Dê continuidade ao relato sobre o encontro inesperado com o Artur em Copacabana, começando logo após a última frase do texto.

_Texto de leitura_:
========================================
Eu tenho um amigo que não vejo nem sei dele há vários anos e se chama Artur. Ele é brasileiro, natural do Rio de Janeiro. Por volta dos anos oitenta estava eu na Avenida Nª Senhora de Copacabana à procura de uma loja que não conseguia encontrar. Eu não sabia do Artur há pelo menos dois ou três anos. Não me lembro de quem estava comigo nessa altura, mas eram duas pessoas. Como não encontrava a loja, comentei com essas pessoas que, quem devia saber ao certo a localização da loja era o Artur. Ao fim de uns cinco ou dez minutos, no meio da multidão de fim de tarde daquela Avenida, dei de caras com o Artur.
========================================
_Dados apresentados_:
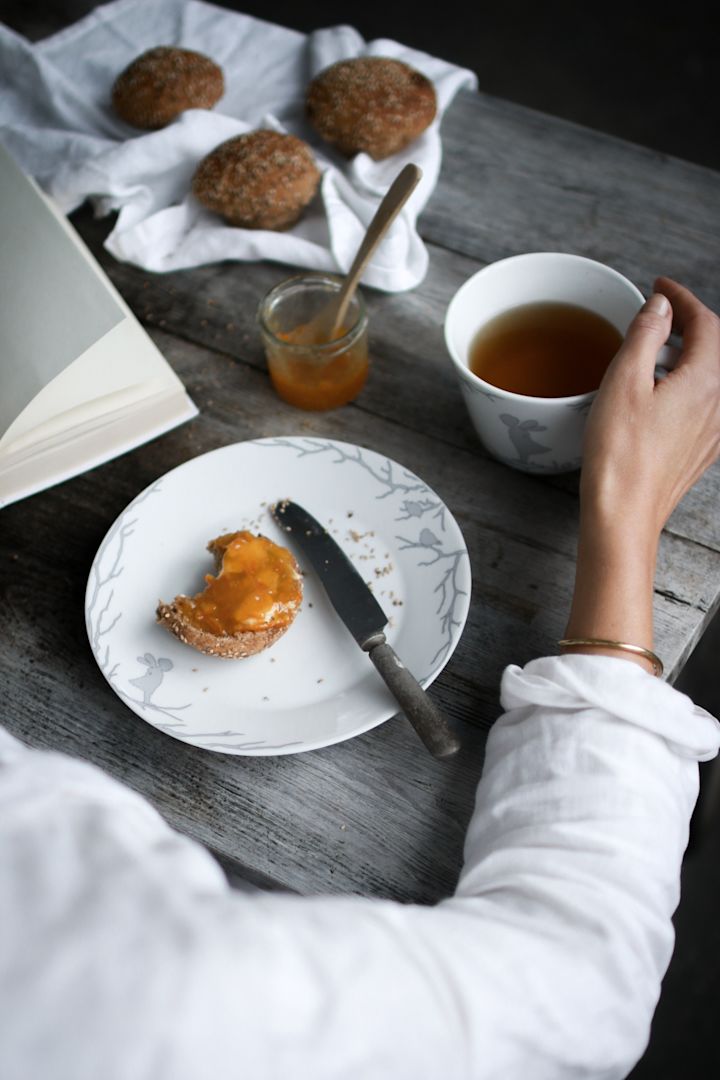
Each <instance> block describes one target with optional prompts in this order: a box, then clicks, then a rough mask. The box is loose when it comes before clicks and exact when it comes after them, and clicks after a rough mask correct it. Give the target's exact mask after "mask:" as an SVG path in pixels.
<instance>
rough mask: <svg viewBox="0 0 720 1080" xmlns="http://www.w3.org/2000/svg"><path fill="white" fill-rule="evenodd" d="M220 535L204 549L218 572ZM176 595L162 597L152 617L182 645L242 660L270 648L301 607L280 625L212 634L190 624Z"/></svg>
mask: <svg viewBox="0 0 720 1080" xmlns="http://www.w3.org/2000/svg"><path fill="white" fill-rule="evenodd" d="M219 539H220V538H219V537H218V538H216V539H215V540H210V542H209V543H208V544H207V550H208V551H209V553H210V554H212V555H213V557H214V558H215V570H216V572H219V570H220V567H221V566H222V556H223V555H225V550H226V545H225V544H221V543H218V541H219ZM178 598H179V597H177V596H176V597H175V599H174V600H172V602H171V603H169V604H165V603H164V602H163V600H160V602H159V603H158V608H157V610H155V617H157V620H158V622H159V623H160V624H161V625H162V626H164V627H165V629H166V630H168V631H169V633H171V634H173V635H174V636H175V637H177V639H178V640H179V642H182V644H184V645H190V646H191V647H192V648H193V649H198V651H199V652H203V653H204V654H205V656H206V657H222V658H225V659H226V660H243V659H245V658H246V657H254V656H255V654H256V653H258V652H262V651H263V649H268V648H270V646H271V645H274V644H275V642H276V640H277V639H279V638H281V637H282V636H283V634H284V633H285V632H286V631H287V630H289V627H290V626H291V625H293V622H294V621H295V617H296V616H297V613H298V611H299V610H300V605H299V604H298V607H297V608H296V610H295V611H294V612H293V618H291V619H290V620H289V622H287V623H286V624H285V625H283V626H268V627H264V629H263V630H246V631H242V632H240V633H237V634H212V633H209V632H208V631H206V630H200V629H199V627H198V626H193V625H192V623H191V622H190V621H189V620H188V618H187V616H185V615H184V613H182V611H180V610H179V608H178V606H177V600H178Z"/></svg>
========================================
_Resultado do exercício_:
Perdi-lhe de novo o contacto. Passados uns dois anos estava eu em N. York a conversar com a minha colega de profissão, Célia, que era gerente de um vasto sector de reservas de uma empresa aérea. Como ela também conhecia o Artur, perguntei-lhe se sabia alguma coisa dele. Ela disse-me que ele era o Director de Vendas de uma cadeia de hotéis e que estivera lá, em N. York, a conversar com ela há cerca de três meses. Despedi-me dela e encaminhei-me para o elevador, no 70º andar daquele edifício. Quando o elevador chegou, esbarro com uma pessoa que ia a sair do mesmo elevador, o Artur.
Nesses mesmos anos oitenta, estava eu em Londres, de passagem a caminho da Nigéria. Passei o fim-de-semana em Londres e assisti à vitória da Escócia sobre a Inglaterra no estádio de Wembley, na final da Taça da Grã-Bretanha em futebol. Os escoceses ficaram tão loucos com a vitória, que conseguiram arrancar as balizas do estádio e deixar o relvado com enormes buracos. Escusado será dizer que, na noite de Sábado para Domingo, as ruas estavam cheias de escoceses bêbedos.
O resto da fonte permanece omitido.